*** Data supplied ***
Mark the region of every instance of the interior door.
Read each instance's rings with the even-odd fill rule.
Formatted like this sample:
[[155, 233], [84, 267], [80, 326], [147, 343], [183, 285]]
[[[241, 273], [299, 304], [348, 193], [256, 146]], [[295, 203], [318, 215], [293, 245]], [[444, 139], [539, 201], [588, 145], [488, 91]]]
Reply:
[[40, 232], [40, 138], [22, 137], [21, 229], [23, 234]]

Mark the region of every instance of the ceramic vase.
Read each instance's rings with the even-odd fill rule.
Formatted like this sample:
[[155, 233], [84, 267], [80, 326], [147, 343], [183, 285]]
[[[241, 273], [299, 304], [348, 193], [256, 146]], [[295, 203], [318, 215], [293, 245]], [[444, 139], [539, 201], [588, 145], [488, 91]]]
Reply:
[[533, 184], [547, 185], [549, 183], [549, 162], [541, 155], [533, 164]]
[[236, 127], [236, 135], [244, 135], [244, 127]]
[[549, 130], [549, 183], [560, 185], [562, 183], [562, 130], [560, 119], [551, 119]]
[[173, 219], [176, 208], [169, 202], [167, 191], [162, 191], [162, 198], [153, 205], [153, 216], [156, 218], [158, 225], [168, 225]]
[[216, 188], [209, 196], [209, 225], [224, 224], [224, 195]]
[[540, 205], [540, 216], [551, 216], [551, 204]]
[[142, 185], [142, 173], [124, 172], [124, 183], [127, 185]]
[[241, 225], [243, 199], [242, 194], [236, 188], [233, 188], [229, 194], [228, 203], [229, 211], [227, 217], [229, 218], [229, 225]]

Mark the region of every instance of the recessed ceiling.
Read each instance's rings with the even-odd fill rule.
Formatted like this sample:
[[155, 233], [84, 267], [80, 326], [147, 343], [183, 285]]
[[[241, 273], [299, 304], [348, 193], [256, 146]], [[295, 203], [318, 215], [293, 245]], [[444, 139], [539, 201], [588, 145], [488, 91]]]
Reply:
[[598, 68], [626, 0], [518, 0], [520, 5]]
***
Exercise description:
From the lines above, copy those that contain the word "Mark".

Reply to the task:
Mark the region of every instance of the interior door.
Mark the region of every instance of the ceramic vase.
Mark the region of every instance of the recessed ceiling.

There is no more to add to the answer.